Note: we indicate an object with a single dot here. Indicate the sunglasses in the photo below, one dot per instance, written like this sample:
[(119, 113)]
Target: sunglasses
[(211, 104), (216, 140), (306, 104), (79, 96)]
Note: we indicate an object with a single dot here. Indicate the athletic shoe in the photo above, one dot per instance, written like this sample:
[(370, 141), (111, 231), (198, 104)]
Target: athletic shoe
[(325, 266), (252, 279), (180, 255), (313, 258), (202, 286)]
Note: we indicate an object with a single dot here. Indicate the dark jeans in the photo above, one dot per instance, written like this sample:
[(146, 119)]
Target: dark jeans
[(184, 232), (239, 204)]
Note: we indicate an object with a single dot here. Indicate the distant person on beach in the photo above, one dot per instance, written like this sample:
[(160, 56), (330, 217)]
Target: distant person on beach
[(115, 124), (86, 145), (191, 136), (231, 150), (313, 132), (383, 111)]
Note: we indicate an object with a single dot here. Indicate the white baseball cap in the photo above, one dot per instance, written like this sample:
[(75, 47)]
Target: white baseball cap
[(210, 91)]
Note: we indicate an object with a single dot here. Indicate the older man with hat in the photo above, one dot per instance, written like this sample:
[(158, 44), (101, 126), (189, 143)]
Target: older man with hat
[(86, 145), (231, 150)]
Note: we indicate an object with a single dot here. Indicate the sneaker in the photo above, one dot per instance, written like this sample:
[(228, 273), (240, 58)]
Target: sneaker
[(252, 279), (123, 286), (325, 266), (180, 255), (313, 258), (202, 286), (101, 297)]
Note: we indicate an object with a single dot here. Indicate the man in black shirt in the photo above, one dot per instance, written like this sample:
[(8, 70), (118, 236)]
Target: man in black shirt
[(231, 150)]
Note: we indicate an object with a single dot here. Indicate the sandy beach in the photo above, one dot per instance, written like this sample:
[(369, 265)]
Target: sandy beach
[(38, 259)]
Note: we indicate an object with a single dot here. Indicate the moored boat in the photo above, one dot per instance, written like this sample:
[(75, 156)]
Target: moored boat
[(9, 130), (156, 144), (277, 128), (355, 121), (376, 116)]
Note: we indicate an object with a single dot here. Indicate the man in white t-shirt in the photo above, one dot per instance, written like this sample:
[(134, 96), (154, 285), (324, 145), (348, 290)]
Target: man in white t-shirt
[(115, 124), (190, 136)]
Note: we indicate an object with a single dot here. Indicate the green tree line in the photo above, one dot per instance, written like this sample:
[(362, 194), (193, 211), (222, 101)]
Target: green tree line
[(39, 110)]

- What is expected:
Repeat only the lines from the one containing "Indicate the athletic" through the one containing "[(325, 266), (252, 279), (180, 255), (313, 258), (202, 286)]", inclusive, with the requests included. Scale every coordinate in the answers by 0.2 and round to whole numbers, with halves rounding up, and leave the requests and their format samples unchanged.

- Full response:
Note: we indicate an object with a single dot here. Indicate the athletic shoe in the photo above, one dot per instance, written like this sample:
[(370, 141), (111, 231), (198, 104)]
Target: athletic shoe
[(65, 53), (50, 56), (36, 51), (63, 52), (40, 57)]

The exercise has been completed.